(Beginning of Records to process)

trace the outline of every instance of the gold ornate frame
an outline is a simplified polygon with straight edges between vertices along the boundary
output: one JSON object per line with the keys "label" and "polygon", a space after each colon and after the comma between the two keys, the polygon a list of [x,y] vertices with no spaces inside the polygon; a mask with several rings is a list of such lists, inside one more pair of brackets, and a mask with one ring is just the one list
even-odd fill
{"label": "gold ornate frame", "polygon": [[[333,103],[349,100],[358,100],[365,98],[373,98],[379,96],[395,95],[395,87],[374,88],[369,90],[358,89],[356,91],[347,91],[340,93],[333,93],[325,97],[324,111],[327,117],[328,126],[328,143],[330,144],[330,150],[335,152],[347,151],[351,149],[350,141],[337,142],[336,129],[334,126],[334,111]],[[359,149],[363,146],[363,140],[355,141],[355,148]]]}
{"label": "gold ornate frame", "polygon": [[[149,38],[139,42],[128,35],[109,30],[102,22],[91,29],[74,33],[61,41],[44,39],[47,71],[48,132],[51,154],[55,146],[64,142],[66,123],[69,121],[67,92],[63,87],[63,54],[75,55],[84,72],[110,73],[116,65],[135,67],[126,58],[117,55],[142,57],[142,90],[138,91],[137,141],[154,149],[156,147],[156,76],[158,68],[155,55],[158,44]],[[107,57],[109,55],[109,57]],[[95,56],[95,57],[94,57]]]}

(End of Records to process)
(Beginning of Records to process)

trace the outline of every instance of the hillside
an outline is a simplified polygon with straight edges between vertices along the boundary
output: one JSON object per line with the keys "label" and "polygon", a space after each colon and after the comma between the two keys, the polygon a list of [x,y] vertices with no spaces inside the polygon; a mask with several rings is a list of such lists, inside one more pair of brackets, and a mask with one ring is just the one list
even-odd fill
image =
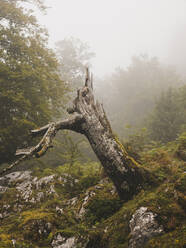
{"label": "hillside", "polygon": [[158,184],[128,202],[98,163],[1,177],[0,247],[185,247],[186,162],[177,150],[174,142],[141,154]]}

(End of Records to process)

* Directions for this task *
Only lines with the word "instance" should be collected from the material.

* Task response *
trace the outline of every instance of the gold ornate frame
trace the outline of every instance of the hillside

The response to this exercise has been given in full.